- [EXERCISE 1]
In the post on SABMiller's market cap, by what percentage did SABMiller's share price rise on the day?

- [TEXT BLOCK]

Wednesday 11 June 2014

One trillion sounds like a lot

"So by some measures the SABMiller market cap is over one trillion, if your presumption is that the Treasury shares are not going to be retired and rather used by the business (I mean the shareholders) as remuneration for the top management. But technically, the short answer is that SABMiller did not really cross that mark yesterday, even though I had tweeted it earlier in the day."




To market, to market to buy a fat pig. Whoa, lift off at around three in the afternoon, I do not have access to the figures that might suggest foreign participation being higher, but I got the sense that a weakening Rand sent industrial stocks firmer. SABMiller was the star that stole the show, up 5.58 percent on the day, sending the all share index up 1.2 percent. I was convinced that the market cap had crested 1 trillion Rand, that of SABMiller.

In the last annual report there are 1.671 million shares, multiply that by the closing price of 615.34 Rand and you get to 1,029 trillion Rand. But, diluted shares (share awards plus basic shares, which is ordinary minus treasury, basically) you get to 1.617 million shares in issue. That then equals 995 billion Rand. So basically another 5 billion in market cap to go, from here. Or a 3 Rand and 9 cent move in the price.

So by some measures the SABMiller market cap is over one trillion, if your presumption is that the Treasury shares are not going to be retired and rather used by the business (I mean the shareholders) as remuneration for the top management. But technically, the short answer is that SABMiller did not really cross that mark yesterday, even though I had tweeted it earlier in the day.

But wait, the last, the very last total number of voting rights SENS release (and I guess by extension the market cap) is 1,607,171,200 ordinary shares and 66,055,947 ordinary shares held in treasury mean that the combined number of ordinary shares is 1,673,227,147. Which means that the market cap is COMFORTABLY over one trillion Rand. But this is a case of when a trillion Rand is not quite a trillion Rand.

[Region labeling items]
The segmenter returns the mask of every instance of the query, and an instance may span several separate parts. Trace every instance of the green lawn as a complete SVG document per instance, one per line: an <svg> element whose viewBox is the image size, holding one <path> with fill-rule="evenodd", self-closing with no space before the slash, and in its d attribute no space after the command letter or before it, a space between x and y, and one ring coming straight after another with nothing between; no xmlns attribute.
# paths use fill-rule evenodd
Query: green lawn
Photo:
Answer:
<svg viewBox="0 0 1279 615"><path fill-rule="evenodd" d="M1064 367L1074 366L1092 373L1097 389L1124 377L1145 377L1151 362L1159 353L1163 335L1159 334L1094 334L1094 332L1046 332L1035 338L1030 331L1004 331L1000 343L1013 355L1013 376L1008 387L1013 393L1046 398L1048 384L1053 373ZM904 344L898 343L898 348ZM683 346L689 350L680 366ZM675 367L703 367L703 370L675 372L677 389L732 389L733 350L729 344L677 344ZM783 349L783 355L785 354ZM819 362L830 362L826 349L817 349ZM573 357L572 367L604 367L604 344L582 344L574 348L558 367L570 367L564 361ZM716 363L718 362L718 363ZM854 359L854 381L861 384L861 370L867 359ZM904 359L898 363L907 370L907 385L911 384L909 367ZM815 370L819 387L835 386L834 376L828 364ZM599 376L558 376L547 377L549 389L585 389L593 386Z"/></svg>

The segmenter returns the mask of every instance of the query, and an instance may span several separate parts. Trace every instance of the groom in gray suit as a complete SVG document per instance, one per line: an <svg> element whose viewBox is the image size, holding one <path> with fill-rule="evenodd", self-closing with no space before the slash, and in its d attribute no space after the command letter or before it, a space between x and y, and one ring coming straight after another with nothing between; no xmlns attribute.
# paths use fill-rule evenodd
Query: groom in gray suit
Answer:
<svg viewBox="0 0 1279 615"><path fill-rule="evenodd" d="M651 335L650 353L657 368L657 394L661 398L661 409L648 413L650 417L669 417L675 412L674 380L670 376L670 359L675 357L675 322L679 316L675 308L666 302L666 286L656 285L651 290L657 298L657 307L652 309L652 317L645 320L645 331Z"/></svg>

- [EXERCISE 2]
Give again the lines of the entries starting at the line that contains "of the groom" and ending at the end of the entries.

- [WORKED ANSWER 1]
5.58 percent

- [WORKED ANSWER 2]
The segmenter returns the mask of every instance of the query, and an instance may span several separate parts. Trace every instance of the groom in gray suit as a complete SVG document per instance, one per line: an <svg> element whose viewBox is the image size, holding one <path> with fill-rule="evenodd", self-closing with no space before the slash, and in its d attribute no space after the command letter or before it, a space between x and y, and one ring coming straight after another with nothing between; no xmlns attribute.
# paths use fill-rule evenodd
Query: groom in gray suit
Answer:
<svg viewBox="0 0 1279 615"><path fill-rule="evenodd" d="M651 335L650 353L657 368L657 394L661 398L661 409L648 413L650 417L669 417L675 412L674 380L670 376L670 359L675 357L675 322L679 316L675 308L666 302L666 286L656 285L651 290L657 298L657 307L652 309L652 317L645 320L645 331Z"/></svg>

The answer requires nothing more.